▶ **TASK GOAL**
Copy word for word the stretch of entries below, from the line containing "For each instance of the bush" through the line containing "For each instance of the white".

▶ **MATERIAL SHOWN**
◇ ◇ ◇ ◇ ◇
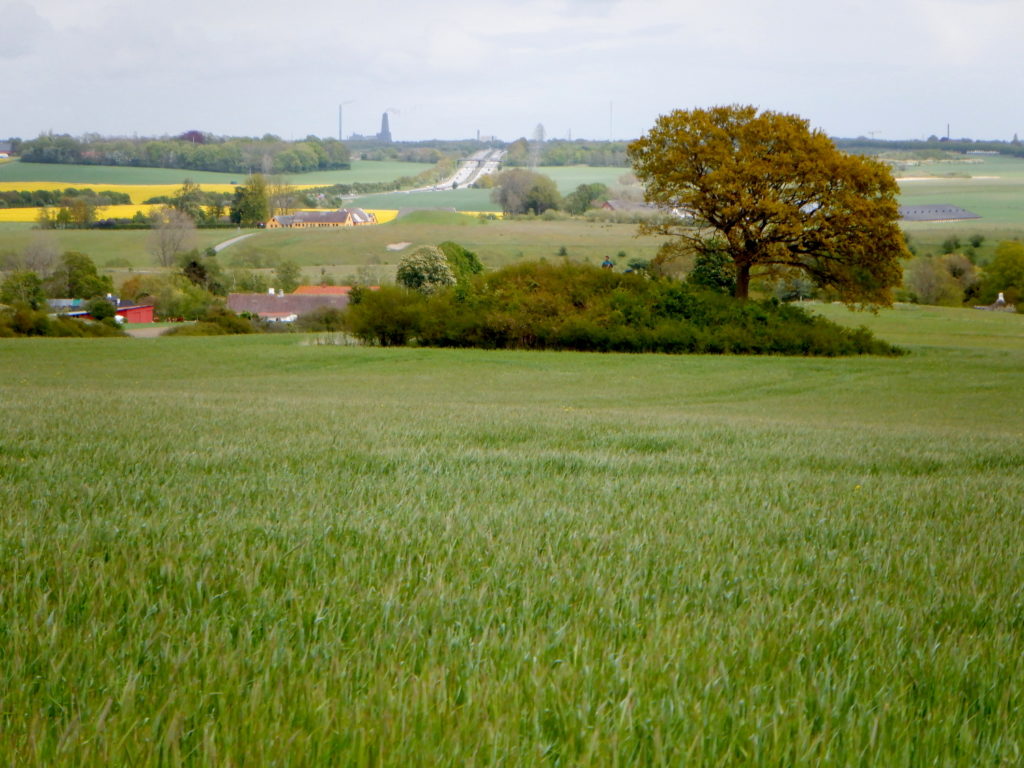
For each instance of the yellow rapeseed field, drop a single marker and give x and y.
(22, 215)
◇ ◇ ◇ ◇ ◇
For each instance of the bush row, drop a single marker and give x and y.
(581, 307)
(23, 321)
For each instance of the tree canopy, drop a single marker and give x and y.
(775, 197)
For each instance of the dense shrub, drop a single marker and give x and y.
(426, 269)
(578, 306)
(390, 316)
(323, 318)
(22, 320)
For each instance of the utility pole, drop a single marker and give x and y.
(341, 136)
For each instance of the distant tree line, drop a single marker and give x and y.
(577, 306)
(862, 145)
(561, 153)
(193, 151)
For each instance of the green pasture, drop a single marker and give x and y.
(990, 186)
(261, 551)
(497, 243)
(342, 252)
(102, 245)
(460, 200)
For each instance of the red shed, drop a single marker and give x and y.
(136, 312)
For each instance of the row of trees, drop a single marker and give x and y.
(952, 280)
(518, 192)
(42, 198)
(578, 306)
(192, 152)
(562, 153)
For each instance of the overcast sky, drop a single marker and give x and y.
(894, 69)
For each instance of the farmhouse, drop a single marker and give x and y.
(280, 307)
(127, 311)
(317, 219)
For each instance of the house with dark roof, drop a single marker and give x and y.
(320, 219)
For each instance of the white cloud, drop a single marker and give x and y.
◇ ◇ ◇ ◇ ◇
▶ **COMPLETED EXERCISE**
For each instance of the bush row, drop a single marker and give x and y.
(581, 307)
(23, 321)
For each instance of the tree canopy, drop a single marker and give x and y.
(775, 197)
For each instance of the dense shrub, drop a single marker and give x and y.
(426, 269)
(578, 306)
(390, 316)
(323, 318)
(22, 320)
For each instance of the utility pole, drop a single marker and give x and y.
(341, 136)
For each instance of the distant tree line, drop a single marker and give x and y.
(577, 306)
(862, 145)
(561, 153)
(193, 151)
For each instance of the green pasture, drop a single marker and give x and y.
(990, 186)
(261, 551)
(497, 243)
(342, 252)
(102, 245)
(460, 200)
For each instance of the red shed, drop a single marker and give x and y.
(136, 312)
For each instance of the row of trees, drop a single marker and give x and y.
(952, 280)
(518, 192)
(42, 198)
(578, 306)
(192, 152)
(562, 153)
For each instance of the overcast sky, drop a single marker and give x and y.
(894, 69)
For each instance of the farmhouse, drop a single marker and give x and y.
(280, 307)
(127, 311)
(317, 219)
For each instance of the house with dark roof, drop a single marker and give x and y.
(320, 219)
For each instance of the white cloud, drop a single marker and give x and y.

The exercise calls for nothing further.